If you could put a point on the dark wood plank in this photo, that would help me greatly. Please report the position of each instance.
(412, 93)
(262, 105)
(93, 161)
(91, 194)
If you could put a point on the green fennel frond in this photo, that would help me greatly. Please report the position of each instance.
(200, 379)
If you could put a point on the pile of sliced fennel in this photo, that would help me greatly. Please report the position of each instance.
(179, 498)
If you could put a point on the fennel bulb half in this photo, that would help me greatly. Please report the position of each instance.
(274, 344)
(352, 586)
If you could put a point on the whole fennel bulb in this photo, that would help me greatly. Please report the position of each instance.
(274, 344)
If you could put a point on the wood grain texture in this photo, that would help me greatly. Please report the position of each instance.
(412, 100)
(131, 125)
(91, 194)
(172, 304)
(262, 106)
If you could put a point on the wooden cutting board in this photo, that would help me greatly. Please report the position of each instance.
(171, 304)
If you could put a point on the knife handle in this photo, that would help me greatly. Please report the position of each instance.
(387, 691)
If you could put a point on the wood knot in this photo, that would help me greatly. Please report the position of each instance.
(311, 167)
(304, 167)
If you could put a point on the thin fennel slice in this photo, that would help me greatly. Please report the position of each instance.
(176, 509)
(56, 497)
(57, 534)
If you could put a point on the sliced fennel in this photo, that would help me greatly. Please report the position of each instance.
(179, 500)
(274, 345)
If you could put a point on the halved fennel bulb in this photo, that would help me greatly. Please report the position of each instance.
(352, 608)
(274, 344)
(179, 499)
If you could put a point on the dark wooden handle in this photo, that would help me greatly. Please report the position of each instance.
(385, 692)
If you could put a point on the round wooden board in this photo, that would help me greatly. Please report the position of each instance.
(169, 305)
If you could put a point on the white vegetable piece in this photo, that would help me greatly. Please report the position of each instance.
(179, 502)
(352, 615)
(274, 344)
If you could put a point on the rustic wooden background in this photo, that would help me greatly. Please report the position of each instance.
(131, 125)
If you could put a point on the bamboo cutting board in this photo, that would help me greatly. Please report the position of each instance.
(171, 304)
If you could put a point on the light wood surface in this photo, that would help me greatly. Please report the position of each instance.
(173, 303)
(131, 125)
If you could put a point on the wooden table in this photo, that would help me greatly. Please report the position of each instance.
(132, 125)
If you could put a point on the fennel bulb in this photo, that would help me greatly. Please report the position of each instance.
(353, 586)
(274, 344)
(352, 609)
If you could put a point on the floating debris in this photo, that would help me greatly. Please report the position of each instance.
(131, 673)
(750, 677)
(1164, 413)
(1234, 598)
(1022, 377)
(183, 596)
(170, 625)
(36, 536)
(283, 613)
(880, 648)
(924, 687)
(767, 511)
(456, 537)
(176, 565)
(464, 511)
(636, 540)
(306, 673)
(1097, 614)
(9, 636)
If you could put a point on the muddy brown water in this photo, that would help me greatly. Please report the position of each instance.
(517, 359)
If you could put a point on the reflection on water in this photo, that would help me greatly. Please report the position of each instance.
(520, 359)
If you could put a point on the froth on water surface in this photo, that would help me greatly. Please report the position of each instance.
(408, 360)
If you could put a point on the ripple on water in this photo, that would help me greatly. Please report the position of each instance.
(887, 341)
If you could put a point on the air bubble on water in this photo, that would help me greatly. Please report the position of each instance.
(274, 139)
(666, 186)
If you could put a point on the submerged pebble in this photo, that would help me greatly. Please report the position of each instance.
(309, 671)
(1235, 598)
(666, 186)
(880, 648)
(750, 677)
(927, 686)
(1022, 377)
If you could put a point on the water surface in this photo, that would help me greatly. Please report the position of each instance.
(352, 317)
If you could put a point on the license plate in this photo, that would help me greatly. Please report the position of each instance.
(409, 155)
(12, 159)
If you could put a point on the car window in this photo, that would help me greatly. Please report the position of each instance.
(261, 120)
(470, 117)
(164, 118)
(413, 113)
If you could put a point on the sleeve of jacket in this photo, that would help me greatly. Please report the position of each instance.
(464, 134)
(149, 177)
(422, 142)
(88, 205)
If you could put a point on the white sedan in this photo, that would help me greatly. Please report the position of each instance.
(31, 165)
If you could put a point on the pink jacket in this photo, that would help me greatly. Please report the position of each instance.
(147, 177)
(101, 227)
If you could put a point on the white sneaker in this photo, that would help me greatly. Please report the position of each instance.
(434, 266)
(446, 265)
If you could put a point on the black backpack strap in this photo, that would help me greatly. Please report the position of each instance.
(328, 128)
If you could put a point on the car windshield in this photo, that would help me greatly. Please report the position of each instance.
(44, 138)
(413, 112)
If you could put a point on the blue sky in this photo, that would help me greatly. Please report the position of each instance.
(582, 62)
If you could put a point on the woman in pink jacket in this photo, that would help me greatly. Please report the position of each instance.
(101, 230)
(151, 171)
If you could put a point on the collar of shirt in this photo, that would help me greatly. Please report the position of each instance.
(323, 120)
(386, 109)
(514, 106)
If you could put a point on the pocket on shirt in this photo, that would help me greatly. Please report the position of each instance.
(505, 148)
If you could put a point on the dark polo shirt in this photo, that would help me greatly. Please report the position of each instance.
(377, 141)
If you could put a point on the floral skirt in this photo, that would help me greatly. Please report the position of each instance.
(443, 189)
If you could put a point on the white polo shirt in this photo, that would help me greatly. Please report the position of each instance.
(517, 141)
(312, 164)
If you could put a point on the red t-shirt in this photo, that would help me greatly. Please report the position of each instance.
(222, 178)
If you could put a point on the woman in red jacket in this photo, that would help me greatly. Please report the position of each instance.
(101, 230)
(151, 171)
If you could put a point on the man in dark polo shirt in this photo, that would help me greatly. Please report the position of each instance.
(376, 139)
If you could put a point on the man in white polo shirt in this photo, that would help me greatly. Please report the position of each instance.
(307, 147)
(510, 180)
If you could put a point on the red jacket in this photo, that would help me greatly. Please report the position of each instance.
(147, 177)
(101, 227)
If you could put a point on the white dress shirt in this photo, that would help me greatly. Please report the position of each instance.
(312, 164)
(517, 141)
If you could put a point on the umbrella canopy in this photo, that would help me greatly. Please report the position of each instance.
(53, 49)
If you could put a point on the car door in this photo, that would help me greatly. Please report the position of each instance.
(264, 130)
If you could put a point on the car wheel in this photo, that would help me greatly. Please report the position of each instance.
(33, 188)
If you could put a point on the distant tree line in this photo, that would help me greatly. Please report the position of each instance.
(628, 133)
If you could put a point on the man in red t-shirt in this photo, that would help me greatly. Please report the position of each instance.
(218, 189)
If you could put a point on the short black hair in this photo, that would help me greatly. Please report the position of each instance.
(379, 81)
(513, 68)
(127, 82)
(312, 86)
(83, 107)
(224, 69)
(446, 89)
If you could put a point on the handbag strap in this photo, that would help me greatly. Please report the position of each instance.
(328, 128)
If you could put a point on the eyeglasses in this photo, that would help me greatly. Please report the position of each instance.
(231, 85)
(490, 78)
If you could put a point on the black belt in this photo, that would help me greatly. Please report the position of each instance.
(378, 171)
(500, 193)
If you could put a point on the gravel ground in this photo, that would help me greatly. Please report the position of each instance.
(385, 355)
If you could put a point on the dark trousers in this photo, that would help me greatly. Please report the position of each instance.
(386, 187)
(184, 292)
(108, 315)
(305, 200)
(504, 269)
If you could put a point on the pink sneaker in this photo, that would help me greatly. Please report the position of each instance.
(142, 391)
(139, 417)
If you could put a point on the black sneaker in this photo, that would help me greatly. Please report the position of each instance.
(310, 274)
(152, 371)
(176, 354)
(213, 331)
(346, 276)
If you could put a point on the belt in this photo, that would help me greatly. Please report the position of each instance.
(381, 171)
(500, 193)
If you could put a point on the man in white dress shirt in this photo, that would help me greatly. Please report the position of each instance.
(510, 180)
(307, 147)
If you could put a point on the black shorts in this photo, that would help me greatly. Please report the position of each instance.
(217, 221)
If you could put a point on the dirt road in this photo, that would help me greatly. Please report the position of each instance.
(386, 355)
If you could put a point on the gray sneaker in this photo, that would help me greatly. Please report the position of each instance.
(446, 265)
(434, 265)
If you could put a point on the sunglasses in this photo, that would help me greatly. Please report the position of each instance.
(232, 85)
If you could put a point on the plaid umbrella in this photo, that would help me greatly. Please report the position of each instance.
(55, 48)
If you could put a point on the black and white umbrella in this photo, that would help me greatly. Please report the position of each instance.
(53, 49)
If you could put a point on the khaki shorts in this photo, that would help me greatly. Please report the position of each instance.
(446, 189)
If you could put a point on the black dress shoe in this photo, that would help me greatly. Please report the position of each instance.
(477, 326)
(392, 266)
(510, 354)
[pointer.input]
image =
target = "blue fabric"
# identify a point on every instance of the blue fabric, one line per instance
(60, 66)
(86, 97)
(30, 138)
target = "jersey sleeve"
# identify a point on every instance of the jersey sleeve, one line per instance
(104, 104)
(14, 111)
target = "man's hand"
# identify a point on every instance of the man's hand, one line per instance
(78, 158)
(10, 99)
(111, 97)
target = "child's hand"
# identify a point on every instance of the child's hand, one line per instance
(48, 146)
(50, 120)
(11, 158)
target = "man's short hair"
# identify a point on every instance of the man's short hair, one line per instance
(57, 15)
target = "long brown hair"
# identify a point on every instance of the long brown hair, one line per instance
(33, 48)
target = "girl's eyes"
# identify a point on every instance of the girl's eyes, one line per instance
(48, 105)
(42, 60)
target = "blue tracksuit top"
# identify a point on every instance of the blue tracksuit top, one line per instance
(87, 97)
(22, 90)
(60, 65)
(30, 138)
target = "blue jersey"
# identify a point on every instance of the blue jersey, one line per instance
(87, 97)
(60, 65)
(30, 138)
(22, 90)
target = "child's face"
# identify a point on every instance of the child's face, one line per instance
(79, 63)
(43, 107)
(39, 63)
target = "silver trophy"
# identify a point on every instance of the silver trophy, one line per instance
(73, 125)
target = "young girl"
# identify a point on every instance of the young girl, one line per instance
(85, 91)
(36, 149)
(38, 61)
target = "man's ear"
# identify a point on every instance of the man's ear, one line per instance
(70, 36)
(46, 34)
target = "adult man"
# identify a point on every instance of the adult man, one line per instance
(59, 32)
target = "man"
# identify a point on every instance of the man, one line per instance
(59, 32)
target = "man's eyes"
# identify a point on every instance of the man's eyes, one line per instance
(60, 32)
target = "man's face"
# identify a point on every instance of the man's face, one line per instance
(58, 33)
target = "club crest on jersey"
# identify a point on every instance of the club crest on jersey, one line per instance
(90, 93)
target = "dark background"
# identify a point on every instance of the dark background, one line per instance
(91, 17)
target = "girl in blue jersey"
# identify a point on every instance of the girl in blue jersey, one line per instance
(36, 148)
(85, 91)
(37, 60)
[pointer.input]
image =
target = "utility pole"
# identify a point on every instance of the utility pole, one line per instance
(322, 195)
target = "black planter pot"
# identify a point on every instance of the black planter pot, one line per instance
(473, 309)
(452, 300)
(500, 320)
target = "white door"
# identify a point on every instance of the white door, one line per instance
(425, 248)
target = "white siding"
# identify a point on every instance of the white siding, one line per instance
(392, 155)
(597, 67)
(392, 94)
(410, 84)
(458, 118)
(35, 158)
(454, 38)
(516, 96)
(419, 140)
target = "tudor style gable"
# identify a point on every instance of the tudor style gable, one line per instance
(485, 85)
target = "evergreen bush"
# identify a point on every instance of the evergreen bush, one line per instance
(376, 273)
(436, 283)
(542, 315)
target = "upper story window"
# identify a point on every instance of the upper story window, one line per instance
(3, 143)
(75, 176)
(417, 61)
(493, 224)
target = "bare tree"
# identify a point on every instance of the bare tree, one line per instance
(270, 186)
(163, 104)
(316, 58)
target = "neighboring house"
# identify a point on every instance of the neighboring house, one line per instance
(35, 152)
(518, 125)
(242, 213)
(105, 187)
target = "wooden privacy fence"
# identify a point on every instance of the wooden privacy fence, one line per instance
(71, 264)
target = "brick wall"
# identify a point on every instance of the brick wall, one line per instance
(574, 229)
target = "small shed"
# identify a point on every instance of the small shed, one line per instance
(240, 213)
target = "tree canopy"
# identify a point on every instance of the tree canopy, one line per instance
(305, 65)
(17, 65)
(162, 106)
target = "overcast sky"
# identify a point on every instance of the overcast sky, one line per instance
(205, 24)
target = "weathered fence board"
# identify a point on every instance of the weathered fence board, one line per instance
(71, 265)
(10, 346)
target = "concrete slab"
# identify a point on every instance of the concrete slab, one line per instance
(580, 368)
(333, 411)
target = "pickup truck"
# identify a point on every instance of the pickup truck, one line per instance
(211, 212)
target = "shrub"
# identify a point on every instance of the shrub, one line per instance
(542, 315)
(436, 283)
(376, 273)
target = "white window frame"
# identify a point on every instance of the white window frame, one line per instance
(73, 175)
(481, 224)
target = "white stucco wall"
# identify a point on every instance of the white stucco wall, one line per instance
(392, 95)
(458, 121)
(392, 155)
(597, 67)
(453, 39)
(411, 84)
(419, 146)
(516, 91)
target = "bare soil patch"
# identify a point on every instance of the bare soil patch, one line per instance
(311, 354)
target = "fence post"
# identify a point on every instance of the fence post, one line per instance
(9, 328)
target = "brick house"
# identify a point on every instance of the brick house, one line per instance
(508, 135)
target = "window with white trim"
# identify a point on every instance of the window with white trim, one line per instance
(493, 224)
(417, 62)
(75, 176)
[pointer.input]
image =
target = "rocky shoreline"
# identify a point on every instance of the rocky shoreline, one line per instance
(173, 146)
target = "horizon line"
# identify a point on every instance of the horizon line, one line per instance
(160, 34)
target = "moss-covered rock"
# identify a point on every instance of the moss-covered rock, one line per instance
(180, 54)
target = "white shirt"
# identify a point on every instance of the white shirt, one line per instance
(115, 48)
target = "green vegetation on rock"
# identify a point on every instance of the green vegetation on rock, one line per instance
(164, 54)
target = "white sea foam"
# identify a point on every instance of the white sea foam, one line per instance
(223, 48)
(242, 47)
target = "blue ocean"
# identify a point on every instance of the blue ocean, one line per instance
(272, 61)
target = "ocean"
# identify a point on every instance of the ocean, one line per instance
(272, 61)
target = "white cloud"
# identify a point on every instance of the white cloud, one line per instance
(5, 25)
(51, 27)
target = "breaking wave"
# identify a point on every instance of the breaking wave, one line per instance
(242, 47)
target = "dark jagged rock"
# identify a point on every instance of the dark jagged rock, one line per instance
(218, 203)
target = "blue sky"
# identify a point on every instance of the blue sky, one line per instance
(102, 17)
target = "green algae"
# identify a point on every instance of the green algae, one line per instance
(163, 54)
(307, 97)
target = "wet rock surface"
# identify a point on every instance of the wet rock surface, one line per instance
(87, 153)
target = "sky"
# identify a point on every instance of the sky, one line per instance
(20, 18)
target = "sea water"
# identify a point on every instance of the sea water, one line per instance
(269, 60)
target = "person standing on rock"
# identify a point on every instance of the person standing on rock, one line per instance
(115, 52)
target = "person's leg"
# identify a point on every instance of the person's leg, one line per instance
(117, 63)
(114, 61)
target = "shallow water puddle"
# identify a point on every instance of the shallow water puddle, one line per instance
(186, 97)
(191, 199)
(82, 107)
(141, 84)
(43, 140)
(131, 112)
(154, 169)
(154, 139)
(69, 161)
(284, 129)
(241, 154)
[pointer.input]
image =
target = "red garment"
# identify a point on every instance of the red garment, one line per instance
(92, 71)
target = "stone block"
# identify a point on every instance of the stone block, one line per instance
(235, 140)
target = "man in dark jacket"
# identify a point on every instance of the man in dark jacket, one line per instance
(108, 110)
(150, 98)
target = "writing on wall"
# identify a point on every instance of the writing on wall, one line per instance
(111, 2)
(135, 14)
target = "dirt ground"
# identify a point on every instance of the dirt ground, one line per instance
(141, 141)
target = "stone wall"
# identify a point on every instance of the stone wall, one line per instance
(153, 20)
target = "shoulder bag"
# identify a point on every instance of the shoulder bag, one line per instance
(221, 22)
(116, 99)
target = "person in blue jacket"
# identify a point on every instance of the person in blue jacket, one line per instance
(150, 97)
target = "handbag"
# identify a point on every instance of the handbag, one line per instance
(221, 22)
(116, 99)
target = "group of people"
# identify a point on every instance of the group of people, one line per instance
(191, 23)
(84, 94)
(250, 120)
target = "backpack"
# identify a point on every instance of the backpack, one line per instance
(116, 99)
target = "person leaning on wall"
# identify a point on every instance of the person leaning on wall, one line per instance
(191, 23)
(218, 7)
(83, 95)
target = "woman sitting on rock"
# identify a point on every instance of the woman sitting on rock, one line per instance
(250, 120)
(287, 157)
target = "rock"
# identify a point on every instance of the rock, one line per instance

WHAT THE TASK REQUIRES —
State how many lines in the rows contain the word "post". Reply with the number only.

FINISHED TASK —
2